**GIVEN RECORDS:**

◆ ◆ ◆ ◆ ◆ ◆ ◆

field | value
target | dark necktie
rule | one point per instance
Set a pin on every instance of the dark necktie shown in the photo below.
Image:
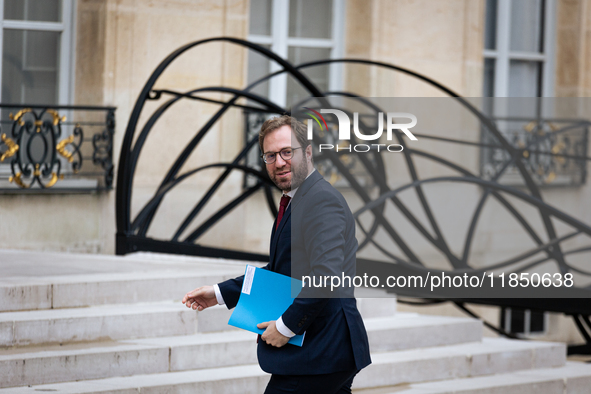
(282, 207)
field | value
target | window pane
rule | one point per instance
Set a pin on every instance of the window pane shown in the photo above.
(260, 17)
(318, 75)
(490, 30)
(526, 25)
(33, 10)
(524, 78)
(30, 67)
(310, 18)
(258, 66)
(488, 90)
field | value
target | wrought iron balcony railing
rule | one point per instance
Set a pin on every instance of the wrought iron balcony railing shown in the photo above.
(57, 149)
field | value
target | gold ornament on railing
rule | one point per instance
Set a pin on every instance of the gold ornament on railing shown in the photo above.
(12, 147)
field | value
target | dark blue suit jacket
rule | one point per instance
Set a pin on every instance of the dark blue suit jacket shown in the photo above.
(317, 234)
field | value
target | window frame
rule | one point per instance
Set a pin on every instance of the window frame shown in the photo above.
(503, 55)
(66, 59)
(280, 43)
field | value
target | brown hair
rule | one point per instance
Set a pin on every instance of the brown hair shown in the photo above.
(273, 124)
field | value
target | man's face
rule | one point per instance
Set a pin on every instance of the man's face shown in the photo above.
(286, 174)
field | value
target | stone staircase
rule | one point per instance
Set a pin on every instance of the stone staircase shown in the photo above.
(105, 324)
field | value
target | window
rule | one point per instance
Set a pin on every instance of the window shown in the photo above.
(299, 31)
(36, 41)
(519, 48)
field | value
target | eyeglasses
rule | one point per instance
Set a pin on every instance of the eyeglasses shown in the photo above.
(286, 154)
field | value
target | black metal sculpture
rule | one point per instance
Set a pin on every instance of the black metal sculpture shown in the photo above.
(524, 156)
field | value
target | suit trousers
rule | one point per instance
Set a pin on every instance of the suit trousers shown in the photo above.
(331, 383)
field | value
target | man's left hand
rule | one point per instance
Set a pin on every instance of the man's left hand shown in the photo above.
(271, 336)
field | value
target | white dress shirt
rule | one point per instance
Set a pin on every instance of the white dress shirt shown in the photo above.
(281, 327)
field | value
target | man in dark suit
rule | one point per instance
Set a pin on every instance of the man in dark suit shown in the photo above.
(314, 235)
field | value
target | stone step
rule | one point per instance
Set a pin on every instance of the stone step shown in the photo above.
(572, 378)
(491, 356)
(392, 368)
(152, 283)
(220, 349)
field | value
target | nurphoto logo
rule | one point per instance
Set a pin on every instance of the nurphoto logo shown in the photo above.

◆ ◆ ◆ ◆ ◆ ◆ ◆

**TO DO:**
Without the images, print all of the lines above exactly.

**RESPONSE TO THIS TASK:**
field | value
target | dark necktie
rule | one point per instance
Set a pin on every instance of the dark necktie shown in the photo below.
Image:
(282, 207)
field | value
target | window pane
rule | one point per instance
Set a pin on every instance of the window pane shown in the photo above.
(260, 17)
(318, 75)
(490, 30)
(526, 25)
(33, 10)
(524, 78)
(30, 67)
(310, 18)
(258, 66)
(488, 90)
field | value
target | wrought iron balcony railing
rule | one point per instance
Set a pin on every instance of the wrought iron balcony railing shown in the photo above.
(57, 149)
field | value
target | gold ornament on railing
rule | one point per instance
Set a pin on every instance of the gold ornament on railing shown in the photo above.
(12, 147)
field | value
target | dark blue suit jacket
rule | one point per instance
Set a pin on every instance of the dark blue suit jacket shown in the photo above.
(317, 234)
field | value
target | window frame
rule | one point per instance
Set a pin on every instance of the window frame shown in the photo above.
(503, 55)
(66, 59)
(280, 43)
field | value
target | brown hair
rule | one point per instance
Set a pin on every instance of the brown hair shown in the photo above.
(273, 124)
field | value
target | man's face
rule | one point per instance
Set a pin on every instance of the man's face shown in the photo above.
(286, 174)
field | value
target | stone staircase
rule | one point per instance
Set a pin on every instance of the stone staircase shown in the photo above.
(105, 324)
field | value
target | window
rule | one point per instance
Set a pin on every instance of the window shown in the photo above.
(299, 31)
(36, 41)
(519, 48)
field | value
target | eyeglasses
rule | one point per instance
Set a pin on every instance of the eyeglasses shown in the photo above.
(286, 154)
field | value
target | black metal sculpture
rule | one point per instance
Set a pin on every instance of the black metal sculpture shown in the photo above.
(524, 156)
field | value
target | suit trousers
rule | one point per instance
Set a pin on every instance of the suit trousers shown in the photo above.
(331, 383)
field | value
target | man's left hand
rule | one point per instance
Set a pin on every instance of the man's left hand shown in the photo above.
(271, 336)
field | value
target | white dress shirt
rule | one point per instance
Set a pin on every instance of the white dress shirt shown in the photo above.
(281, 327)
field | value
target | man in dark suit
rule | one point per instance
Set a pin on every instance of the man in dark suit shown in the photo above.
(314, 235)
field | value
target | stone step
rule | one point per instance
Set a pin on every instance of the stone step shown in the photo above.
(572, 378)
(491, 356)
(392, 368)
(152, 283)
(220, 349)
field | value
target | nurphoto logo
rule | one point per instance
Set a pin on every instance of the nurphoto logo shown in the photo above.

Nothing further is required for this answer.